Data items
----

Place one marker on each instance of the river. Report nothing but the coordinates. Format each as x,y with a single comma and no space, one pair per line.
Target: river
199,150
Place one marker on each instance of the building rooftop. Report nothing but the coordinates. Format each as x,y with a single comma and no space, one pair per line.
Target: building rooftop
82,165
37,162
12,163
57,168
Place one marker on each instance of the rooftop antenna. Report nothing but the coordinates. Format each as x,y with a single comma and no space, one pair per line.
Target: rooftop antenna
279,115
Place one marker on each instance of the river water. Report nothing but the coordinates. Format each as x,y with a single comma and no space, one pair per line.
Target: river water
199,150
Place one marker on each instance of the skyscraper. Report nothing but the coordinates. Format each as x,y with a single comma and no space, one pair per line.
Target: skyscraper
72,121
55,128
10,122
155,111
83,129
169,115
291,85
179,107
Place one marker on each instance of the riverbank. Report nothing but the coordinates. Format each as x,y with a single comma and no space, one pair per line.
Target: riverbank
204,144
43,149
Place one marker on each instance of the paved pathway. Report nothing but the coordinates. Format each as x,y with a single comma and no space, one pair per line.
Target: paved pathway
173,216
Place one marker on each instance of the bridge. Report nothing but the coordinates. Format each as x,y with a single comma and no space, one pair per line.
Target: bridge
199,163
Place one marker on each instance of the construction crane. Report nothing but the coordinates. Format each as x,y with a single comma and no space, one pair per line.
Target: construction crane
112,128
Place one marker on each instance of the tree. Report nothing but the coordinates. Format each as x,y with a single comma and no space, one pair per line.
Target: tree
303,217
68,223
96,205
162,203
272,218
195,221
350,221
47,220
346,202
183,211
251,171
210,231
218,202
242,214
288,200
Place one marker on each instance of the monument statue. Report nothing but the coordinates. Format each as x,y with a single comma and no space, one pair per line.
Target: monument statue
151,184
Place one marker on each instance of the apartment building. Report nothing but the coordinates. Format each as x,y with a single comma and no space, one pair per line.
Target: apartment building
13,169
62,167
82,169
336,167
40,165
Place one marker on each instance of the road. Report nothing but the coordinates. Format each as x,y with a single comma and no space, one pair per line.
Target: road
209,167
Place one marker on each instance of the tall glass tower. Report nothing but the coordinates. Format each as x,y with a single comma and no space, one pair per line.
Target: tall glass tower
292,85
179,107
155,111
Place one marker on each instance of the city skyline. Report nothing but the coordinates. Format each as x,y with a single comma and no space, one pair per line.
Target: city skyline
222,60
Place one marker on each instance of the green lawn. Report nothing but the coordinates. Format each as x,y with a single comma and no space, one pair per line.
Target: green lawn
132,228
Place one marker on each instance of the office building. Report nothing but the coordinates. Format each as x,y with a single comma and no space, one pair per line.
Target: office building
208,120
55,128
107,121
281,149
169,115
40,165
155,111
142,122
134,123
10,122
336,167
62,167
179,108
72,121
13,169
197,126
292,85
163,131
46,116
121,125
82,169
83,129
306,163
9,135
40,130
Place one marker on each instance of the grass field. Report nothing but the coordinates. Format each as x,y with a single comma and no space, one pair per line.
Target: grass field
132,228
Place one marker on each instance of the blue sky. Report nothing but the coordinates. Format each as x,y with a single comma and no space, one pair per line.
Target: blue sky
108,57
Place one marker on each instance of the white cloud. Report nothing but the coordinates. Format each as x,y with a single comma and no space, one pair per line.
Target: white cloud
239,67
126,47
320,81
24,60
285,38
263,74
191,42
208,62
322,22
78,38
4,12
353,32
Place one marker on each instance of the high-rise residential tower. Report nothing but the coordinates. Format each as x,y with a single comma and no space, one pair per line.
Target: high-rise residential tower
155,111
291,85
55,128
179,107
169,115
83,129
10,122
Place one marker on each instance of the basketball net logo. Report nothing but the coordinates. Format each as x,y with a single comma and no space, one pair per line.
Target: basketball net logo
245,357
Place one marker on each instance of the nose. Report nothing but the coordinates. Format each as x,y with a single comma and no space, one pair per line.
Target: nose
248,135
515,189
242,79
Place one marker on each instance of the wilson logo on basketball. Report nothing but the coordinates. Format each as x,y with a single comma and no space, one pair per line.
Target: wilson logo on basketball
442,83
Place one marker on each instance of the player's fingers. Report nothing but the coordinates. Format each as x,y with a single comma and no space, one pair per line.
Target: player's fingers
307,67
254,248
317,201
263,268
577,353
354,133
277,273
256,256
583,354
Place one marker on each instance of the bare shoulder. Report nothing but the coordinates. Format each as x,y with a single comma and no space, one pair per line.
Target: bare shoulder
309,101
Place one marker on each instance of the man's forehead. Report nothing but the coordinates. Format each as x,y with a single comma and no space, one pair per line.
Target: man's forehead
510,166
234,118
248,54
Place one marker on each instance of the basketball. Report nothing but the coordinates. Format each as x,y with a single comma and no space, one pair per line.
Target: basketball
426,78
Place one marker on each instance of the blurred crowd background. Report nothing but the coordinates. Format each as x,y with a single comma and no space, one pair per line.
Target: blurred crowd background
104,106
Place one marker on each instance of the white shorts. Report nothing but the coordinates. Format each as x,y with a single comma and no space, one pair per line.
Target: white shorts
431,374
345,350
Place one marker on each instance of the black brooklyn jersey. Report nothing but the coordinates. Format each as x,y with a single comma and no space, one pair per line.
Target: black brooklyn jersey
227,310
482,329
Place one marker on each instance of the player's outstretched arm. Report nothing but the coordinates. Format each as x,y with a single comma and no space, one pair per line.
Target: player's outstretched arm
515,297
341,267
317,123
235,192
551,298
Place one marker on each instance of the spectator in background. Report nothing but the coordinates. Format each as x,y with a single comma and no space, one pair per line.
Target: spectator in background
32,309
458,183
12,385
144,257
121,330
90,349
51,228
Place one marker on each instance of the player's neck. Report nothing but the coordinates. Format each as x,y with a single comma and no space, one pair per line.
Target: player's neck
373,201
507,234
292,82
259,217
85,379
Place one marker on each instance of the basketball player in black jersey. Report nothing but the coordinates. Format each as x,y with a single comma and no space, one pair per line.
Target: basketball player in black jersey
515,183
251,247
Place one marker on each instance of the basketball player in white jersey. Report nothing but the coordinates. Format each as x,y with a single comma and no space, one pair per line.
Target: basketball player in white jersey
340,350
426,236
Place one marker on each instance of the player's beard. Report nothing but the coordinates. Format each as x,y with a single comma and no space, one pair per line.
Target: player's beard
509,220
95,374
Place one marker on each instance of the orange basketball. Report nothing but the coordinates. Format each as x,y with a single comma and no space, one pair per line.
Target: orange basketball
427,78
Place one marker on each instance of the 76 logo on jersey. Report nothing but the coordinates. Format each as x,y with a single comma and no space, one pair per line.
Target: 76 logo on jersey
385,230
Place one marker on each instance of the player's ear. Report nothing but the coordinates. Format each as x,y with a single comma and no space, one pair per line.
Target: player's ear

----

Please copy out each entry exactly as it appears above.

Place one marker on each instance of the river. Report nothing but the coordinates. Format each as x,y with a single comma and no space, one pair per line.
Target: river
199,150
Place one marker on each instance of the building rooftop. Report nothing but the coordinates. Format each as x,y with a single comma and no space, one pair per line.
Target: building rooftop
82,165
37,162
12,163
57,168
Place one marker on each instance of the rooftop antenna. Report nothing but the coordinates. Format each as x,y with a single comma and no space, one pair per line.
Target: rooftop antenna
279,115
Place one marker on each instance of the river water. Report nothing but the coordinates. Format each as x,y with a single comma and no space, one pair per line.
Target: river water
199,150
Place one marker on each instance of the skyscraper. Report nothing but the coordinates. Format each as x,y with a single comma and no space, one pair per line.
Target: skyscraper
72,121
55,128
10,122
155,111
83,129
169,115
291,85
179,107
Place one marker on each instance of the riverbank. Report nothing but the coordinates. Format each as x,y with a single comma and no space, one pair per line.
Target: riverbank
204,144
43,149
Place one marker on each instance of the paved pathway. Report nothing but the coordinates. Format each as x,y with a single comma and no space, one pair per line.
Target: paved pathway
173,216
Place one marker on each instance of the bridge. Report nothing but the coordinates. Format each as x,y with a single comma and no space, one pair per line.
Target: bridge
199,163
Place one marker on each instance of the construction crane. Report nothing but the coordinates. Format each as x,y with a single comma and no space, one pair per line.
Target: construction crane
112,128
Place one marker on each instance of the tree. Report nothing but the coordinates. Format each as x,y with a single comma and no space, one pair per line.
Target: tree
303,217
68,223
96,205
162,203
272,218
195,221
350,221
47,220
346,202
183,211
251,171
210,231
218,202
242,214
288,200
Place one marker on each instance of the monument statue. Report nothing but the coordinates. Format each as x,y with a single comma and no space, one pair per line.
Target: monument statue
151,184
Place one marker on each instance of the apartment building. Report nothing but the coordinates. Format each as x,y with a single comma and no space, one pair per line.
Target: apartment building
13,169
62,167
82,169
336,167
40,165
Place one marker on each instance of the road. Report nothing but the coordinates. Format each as x,y with a single comma and no space, one pair per line.
Target: road
209,167
Place one marker on each instance of the tall glass tower. Report nothing but the coordinates. Format each as x,y with a single comma and no space, one pair per line.
Target: tall glass tower
292,85
179,107
155,111
Place one marker on each instance of the city skyline. Report nothing but the coordinates. Format each as x,y with a single comma and no space, one pair per line.
Target: city skyline
222,60
Place one marker on each instance of the green lawn. Report nothing but the coordinates. Format each as x,y with a single comma and no space, one pair per line.
Target: green lawn
132,228
Place one marker on each instance of the office building. Report nothing but the coordinates. Format each as x,y with a single comma and no space, one pair per line.
Target: office building
208,120
55,128
107,121
281,149
169,115
40,165
155,111
142,122
134,123
10,122
336,167
62,167
179,108
72,121
13,169
197,126
292,85
163,131
46,116
121,125
82,169
83,129
306,163
9,135
40,130
Place one marker on each instance of the grass field. Report nothing but the coordinates. Format each as x,y with a single comma and no space, one pair per line.
Target: grass field
132,228
Place one marker on each instance of the blue sky. Report nothing but the coordinates. Format each as x,y with a single comma and no space, one pair per line.
Target: blue sky
108,57
Place one marker on each instance of the white cloud. Report nothing but the coordinates. Format each as x,y with a single comma and no space, one pair per line.
Target: white cloud
239,67
126,47
320,81
24,60
285,38
263,74
191,42
208,62
322,22
78,38
4,12
353,32
Place one marker on each instance of the high-rise residential tower. Report nothing but the coordinates. Format each as x,y with a single comma and no space, one pair per line.
Target: high-rise residential tower
155,111
291,85
55,128
179,107
169,115
83,129
10,122
Place one marker on each instance of the basketball net logo. Report nothing but the coordinates. Format each as x,y with a single comma and no space, one pair per line.
Target: basketball net logo
245,357
Place one marker on each instance of the nose. Report nothing but the coordinates. Format each as x,y with a single comma and no space, one pair per line.
Target: nose
248,135
515,189
242,79
Place one marker on each instance of the wilson logo on basketball. Report nothing but the coordinates. Format each as x,y with a single comma and no space, one pair per line.
Target: wilson logo on basketball
442,83
Place one marker on each instance of the player's fingers. Report nothing but the coordinates. Format each as x,y with a single comma and no space, one pair per line.
Target: player's fingers
307,67
254,248
317,201
263,268
577,353
354,133
277,273
256,256
583,354
Place one marker on each instance of the bare shoulder. Report nothing but the coordinates. Format each as x,y with a single comma and no space, one pair per line.
Target: bare shoulder
309,101
Place one marker on each instance of the man's forehead. Report nothing but the coordinates. Format each as x,y with a single comma and no space, one pair per line.
Target: man's forehead
510,166
234,118
248,54
Place one marker on each instance of the basketball. Report nothing but the coordinates. Format each as x,y with a single comma and no space, one pair per line.
Target: basketball
426,78
Place one marker on each instance of the blurred crowd background. Report nothing but the coordinates. Format each as x,y with a single comma and no space, one pair per line.
Target: blurred crowd background
104,106
Place one marker on each instance of the white shorts. Report nothing but the coordinates. Format each as x,y with a single comma and no space, one pair per line.
Target: white shorts
431,374
345,350
Place one marker on each instance of the black brooklyn jersey. Report nothing but the coordinates. Format each as x,y with a single comma and no space, one pair per line.
Target: black brooklyn jersey
227,310
482,329
Place one marker on each instance of the player's outstretched arm. Report nothing but the coordinates. Format each as x,y with a single comma and no space, one pair per line.
Target: player's outstretched arm
515,297
341,267
317,123
235,192
551,298
Place one marker on each instance of the spectator in background. Report nothing but the coordinates. Format each as x,y with a single comma and no space, one pair per line.
Target: spectator in background
32,309
458,183
12,385
144,257
121,330
90,349
51,228
Place one marker on each instance of the player's neck. Report nothing but the coordinates. Format each as x,y with a single comma and no space, one pair per line.
Target: player's neck
373,201
507,234
292,82
259,217
85,379
Place one marker on each instance of the basketball player in black jersey. Report nothing but the coordinates. Format each as x,y with a single comma and no space, one pair per line.
Target: basketball player in black jersey
515,183
251,247
Place one marker on each instance of the basketball player in white jersey. Report nothing but the coordinates. Format each as x,y with a single comma and no space, one pair per line.
Target: basketball player in white jersey
340,350
426,236
Place one marker on each instance of the player's beard. Report nothing but the coordinates. Format each as x,y with a single comma and no space, one pair per line.
Target: player's beard
509,220
95,374
Place one marker on each instance of the orange basketball. Report nothing but the coordinates. Format each as x,y with a single comma and no space, one pair per line.
Target: orange basketball
427,78
Place one marker on each instance of the 76 logo on jersey. Report nothing but the coordinates. Format each as x,y with a single comma and no space, one pair per line.
Target: 76 logo on jersey
385,230
Place one marker on each instance of the player's ear. Report nothing but the coordinates. Format each as x,y with a single comma and no space, one pair per line.
Target: player's ear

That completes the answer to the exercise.